Exercise goal = Produce as output only the lines below starting at the line with "Identify one point on each instance of the person's" and continuing through the line with "Identify one point on each instance of the wooden bench", each one exactly as written.

Working data =
————
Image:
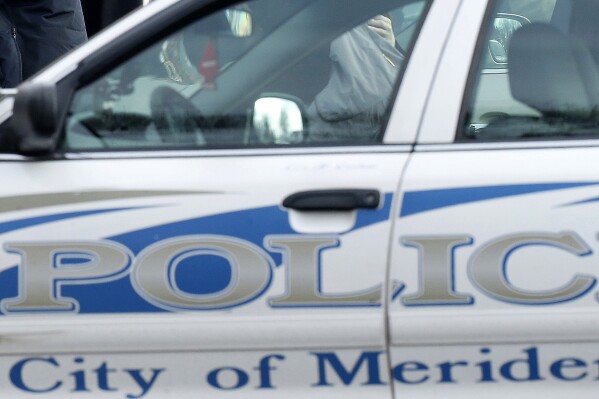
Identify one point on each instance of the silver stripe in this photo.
————
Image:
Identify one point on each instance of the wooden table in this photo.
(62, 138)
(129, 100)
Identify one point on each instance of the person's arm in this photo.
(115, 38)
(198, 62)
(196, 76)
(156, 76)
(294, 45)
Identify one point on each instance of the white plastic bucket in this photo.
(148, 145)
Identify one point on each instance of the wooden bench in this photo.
————
Answer below =
Identify one point on each instance of the person's arm in this photo.
(115, 38)
(198, 62)
(196, 76)
(156, 76)
(294, 45)
Identify one point on each instance of the white plastic bucket in this photo.
(148, 145)
Identify one point on each instance of the wooden bench in this photo.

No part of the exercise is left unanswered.